• **Required task**
Copy the items word for word, starting at the line containing "avocet's black and" and continuing through the end of the items. Leave the pictures out of your copy.

== Input for this task

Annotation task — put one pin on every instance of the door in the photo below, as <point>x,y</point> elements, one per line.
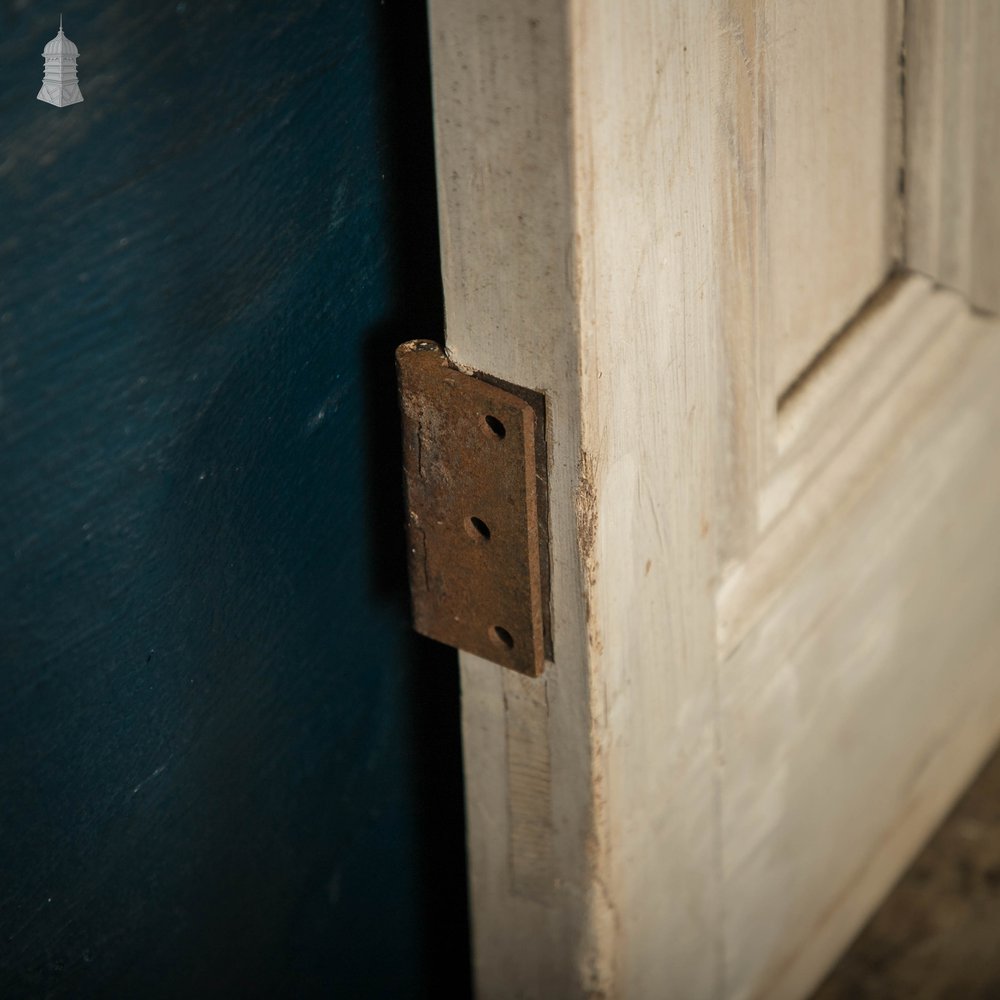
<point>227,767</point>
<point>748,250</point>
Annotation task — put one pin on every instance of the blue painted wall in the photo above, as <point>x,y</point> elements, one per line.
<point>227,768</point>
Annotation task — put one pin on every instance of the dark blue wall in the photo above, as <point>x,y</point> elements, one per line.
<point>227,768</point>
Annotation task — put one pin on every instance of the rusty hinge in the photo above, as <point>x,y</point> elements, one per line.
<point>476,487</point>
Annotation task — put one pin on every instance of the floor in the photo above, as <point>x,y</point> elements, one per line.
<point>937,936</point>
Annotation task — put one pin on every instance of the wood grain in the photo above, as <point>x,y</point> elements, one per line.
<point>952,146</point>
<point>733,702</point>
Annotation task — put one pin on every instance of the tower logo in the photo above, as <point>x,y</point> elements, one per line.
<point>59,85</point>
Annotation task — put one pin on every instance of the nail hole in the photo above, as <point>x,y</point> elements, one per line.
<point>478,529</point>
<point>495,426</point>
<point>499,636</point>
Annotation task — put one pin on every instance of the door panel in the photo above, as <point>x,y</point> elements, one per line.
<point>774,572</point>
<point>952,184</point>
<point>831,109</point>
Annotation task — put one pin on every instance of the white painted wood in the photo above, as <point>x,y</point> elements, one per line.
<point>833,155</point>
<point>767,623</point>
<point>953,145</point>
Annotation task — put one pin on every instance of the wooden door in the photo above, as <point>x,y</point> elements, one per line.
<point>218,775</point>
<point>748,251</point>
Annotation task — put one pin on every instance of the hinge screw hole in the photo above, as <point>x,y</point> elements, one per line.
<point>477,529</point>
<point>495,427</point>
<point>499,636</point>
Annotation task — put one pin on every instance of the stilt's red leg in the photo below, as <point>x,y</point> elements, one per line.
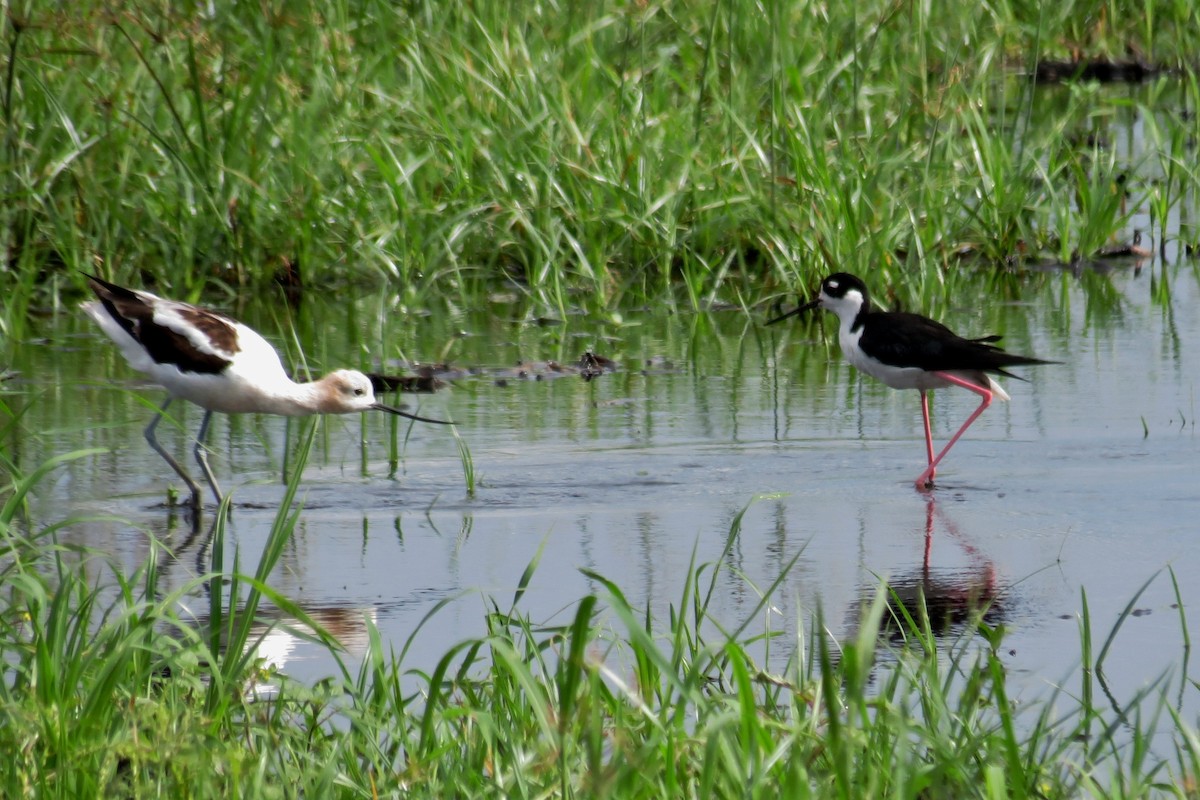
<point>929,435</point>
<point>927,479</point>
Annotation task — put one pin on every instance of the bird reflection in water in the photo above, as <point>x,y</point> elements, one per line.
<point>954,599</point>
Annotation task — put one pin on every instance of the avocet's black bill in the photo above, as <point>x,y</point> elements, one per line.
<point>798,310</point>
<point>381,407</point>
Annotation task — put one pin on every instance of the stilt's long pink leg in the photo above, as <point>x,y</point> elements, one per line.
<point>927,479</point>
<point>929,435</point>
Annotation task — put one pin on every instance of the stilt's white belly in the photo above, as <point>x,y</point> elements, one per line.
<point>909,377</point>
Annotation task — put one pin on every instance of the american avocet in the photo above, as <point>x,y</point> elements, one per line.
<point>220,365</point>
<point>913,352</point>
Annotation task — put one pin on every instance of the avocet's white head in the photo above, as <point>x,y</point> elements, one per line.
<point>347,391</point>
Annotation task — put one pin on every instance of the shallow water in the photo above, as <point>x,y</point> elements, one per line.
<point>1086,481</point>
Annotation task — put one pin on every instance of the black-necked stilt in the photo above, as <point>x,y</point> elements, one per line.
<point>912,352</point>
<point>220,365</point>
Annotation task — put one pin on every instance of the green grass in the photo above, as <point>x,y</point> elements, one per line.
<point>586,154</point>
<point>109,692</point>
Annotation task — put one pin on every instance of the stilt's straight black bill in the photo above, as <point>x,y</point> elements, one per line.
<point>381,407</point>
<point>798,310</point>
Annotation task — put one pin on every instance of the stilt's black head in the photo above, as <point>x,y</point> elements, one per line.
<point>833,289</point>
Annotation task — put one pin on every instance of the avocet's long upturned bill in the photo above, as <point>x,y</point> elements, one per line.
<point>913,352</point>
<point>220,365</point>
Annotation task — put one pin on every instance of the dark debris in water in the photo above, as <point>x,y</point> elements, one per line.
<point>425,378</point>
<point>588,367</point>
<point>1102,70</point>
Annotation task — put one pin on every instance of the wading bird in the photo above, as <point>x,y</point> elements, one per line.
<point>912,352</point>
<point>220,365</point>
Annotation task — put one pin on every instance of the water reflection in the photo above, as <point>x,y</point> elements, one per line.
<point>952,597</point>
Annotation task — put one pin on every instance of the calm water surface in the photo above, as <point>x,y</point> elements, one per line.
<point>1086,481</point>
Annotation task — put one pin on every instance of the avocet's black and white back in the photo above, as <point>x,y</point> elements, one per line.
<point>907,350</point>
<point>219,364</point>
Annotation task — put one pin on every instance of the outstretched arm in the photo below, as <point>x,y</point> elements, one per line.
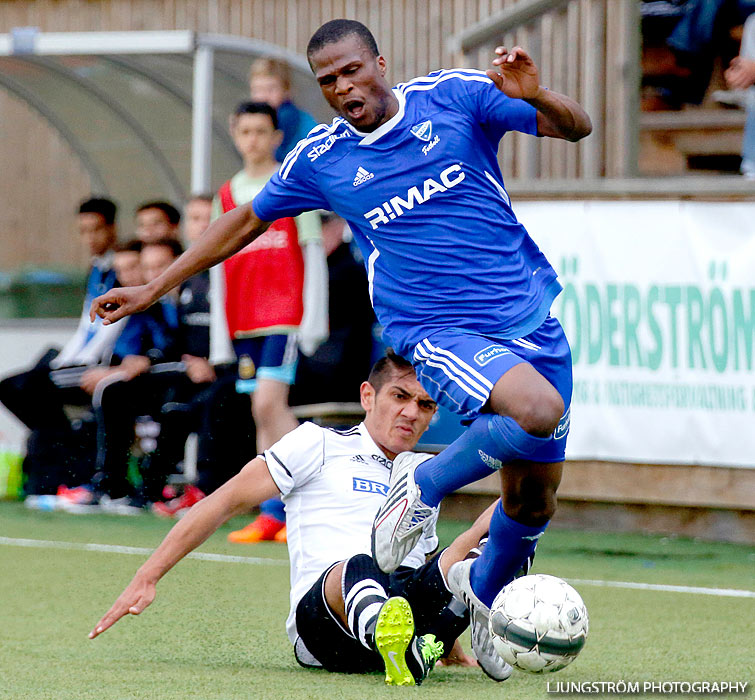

====

• **The completed task**
Annotation task — put one pin on every instance of the avocet's black and white back in the photo above, as <point>x,y</point> elements, one per line.
<point>907,350</point>
<point>219,364</point>
Annotation task — put one pin on every instance of the outstretched arm in the photo below, as <point>x,y</point> elements, one per line.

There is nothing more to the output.